* [Task goal]:
Could you retype the lines below word for word, beginning with the first line of the records and running through the line that contains "[0,0,650,366]"? Leave the pictures out of your answer.

::: Dataset excerpts

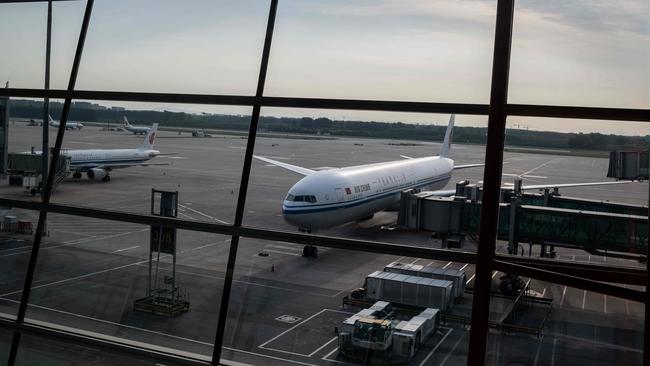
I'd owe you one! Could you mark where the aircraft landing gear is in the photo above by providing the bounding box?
[302,245,318,259]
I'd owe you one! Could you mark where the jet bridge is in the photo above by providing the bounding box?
[398,184,648,254]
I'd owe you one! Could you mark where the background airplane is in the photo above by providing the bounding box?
[61,123,164,182]
[255,115,629,232]
[47,114,84,130]
[124,116,150,135]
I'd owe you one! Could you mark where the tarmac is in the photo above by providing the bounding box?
[0,123,648,366]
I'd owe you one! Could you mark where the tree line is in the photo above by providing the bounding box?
[10,100,650,151]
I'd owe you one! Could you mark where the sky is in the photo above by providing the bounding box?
[0,0,650,135]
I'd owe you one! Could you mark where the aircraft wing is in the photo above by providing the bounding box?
[454,164,485,170]
[520,180,635,190]
[253,155,316,175]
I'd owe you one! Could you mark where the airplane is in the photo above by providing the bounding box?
[46,123,165,182]
[124,116,150,135]
[47,114,84,130]
[254,114,630,237]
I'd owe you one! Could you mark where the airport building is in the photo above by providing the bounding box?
[0,0,650,366]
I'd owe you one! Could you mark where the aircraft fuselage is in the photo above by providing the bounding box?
[282,156,454,231]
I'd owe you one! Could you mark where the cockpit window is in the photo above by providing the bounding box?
[286,194,316,203]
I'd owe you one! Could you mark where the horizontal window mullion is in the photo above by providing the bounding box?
[495,254,648,286]
[506,104,650,122]
[0,318,211,366]
[494,260,646,303]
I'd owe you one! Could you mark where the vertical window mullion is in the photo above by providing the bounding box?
[212,0,278,365]
[7,0,94,366]
[467,0,514,365]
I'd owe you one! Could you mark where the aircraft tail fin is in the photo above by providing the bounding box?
[440,114,456,158]
[138,123,158,150]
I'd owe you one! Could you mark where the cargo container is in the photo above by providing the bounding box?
[366,271,454,310]
[384,262,467,298]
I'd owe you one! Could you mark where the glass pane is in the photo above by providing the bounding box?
[266,1,496,103]
[50,101,250,223]
[0,329,13,362]
[222,239,473,365]
[487,280,644,365]
[509,0,650,108]
[16,334,190,366]
[0,207,37,318]
[488,118,648,365]
[0,98,56,201]
[0,3,47,88]
[27,214,230,356]
[77,0,269,95]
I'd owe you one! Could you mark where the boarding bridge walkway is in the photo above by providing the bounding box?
[398,192,648,254]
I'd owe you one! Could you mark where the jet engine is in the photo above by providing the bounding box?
[86,168,108,179]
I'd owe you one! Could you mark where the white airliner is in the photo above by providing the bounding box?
[61,123,162,182]
[255,115,627,232]
[124,116,150,135]
[47,114,84,130]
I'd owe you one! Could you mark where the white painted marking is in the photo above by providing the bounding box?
[560,286,567,307]
[260,248,302,257]
[321,347,357,366]
[149,268,336,298]
[418,328,453,366]
[266,244,300,250]
[113,245,140,253]
[551,338,557,366]
[6,299,317,366]
[192,243,219,250]
[309,337,338,357]
[178,204,227,224]
[465,273,476,285]
[257,309,354,349]
[222,347,318,366]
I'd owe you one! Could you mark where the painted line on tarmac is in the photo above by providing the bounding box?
[178,204,228,224]
[5,299,317,366]
[112,245,140,253]
[146,264,340,298]
[309,337,338,357]
[321,347,357,366]
[545,333,643,353]
[0,228,149,260]
[0,239,227,297]
[257,309,354,356]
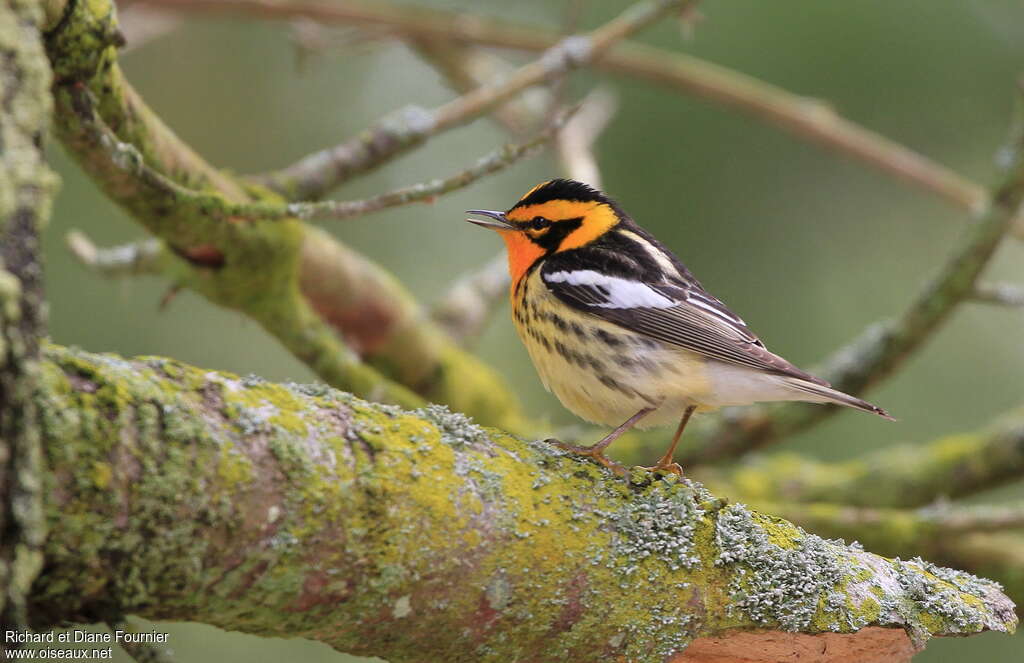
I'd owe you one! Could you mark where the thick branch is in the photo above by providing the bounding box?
[47,2,524,429]
[0,3,57,643]
[32,347,1016,663]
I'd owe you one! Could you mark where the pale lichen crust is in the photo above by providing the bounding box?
[36,347,1015,663]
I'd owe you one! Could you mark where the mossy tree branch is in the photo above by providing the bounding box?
[41,1,526,429]
[0,2,57,643]
[31,346,1016,662]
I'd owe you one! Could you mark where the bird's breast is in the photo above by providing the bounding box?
[512,272,709,427]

::::::

* [Complete output]:
I'd owe you one! Could you mark where the aircraft landing gear is in the photo above by providing the bounding box?
[302,245,318,259]
I'd owe you one! Could you mark where the jet bridge is in the photo above by providing the bounding box?
[398,184,648,254]
I'd owe you one! Could you mark where the background airplane is in the photo above by providing the bounding box?
[61,123,164,182]
[255,115,629,232]
[47,114,84,130]
[124,116,150,135]
I'd owe you one! Could you mark where the tarmac is in the photo above by providing the bounding box?
[0,123,648,366]
I'd owe you one! Could you mark where the tree line is in the photo above by providing the bounding box?
[10,100,650,151]
I'd owe you one! Could you mark where the sky is in the photo above by providing the bounding box?
[0,0,650,135]
I'd owe you one! Could you mark where the aircraft wing is in the photo above by providing the bounding box?
[454,164,485,170]
[520,180,635,190]
[253,155,316,175]
I'd owe you one! Could you mark where the airplane is in the photo above by providing the bounding box?
[46,123,165,182]
[124,116,150,135]
[47,114,84,130]
[254,114,630,237]
I'd owe you one! Could you mark where the airport building is in the photo above by providing the bounding box?
[0,0,650,366]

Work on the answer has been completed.